Entradas de datos guardadas:

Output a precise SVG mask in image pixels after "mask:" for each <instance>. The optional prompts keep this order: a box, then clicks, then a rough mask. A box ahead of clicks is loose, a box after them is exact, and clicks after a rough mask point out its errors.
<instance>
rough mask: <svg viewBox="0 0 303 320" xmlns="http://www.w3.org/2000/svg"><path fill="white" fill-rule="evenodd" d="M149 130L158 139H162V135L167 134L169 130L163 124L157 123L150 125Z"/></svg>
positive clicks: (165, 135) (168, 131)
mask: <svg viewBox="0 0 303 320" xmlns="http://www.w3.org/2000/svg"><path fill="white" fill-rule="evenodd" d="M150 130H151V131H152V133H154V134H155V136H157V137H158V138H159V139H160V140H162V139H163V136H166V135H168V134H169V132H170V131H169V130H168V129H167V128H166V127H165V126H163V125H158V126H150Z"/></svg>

• _Tarea a realizar_
¿Puedes devolver todo el material de arriba sin ningún cambio, línea por línea?

• _Tarea terminada_
Output a precise SVG mask in image pixels after "mask:" for each <instance>. The optional prompts keep this order: a box, then clicks, then a rough mask. A box ahead of clicks is loose, a box after them is exact, and clicks after a rough mask point out its errors.
<instance>
rough mask: <svg viewBox="0 0 303 320" xmlns="http://www.w3.org/2000/svg"><path fill="white" fill-rule="evenodd" d="M149 130L158 139H162V135L167 134L169 130L163 124L157 123L150 125Z"/></svg>
positive clicks: (165, 135) (168, 131)
mask: <svg viewBox="0 0 303 320" xmlns="http://www.w3.org/2000/svg"><path fill="white" fill-rule="evenodd" d="M150 130H151V131H152V133H154V134H155V136H157V137H158V138H159V139H160V140H162V139H163V136H166V135H168V134H169V132H170V131H169V130H168V129H167V128H166V127H165V126H163V125H158V126H150Z"/></svg>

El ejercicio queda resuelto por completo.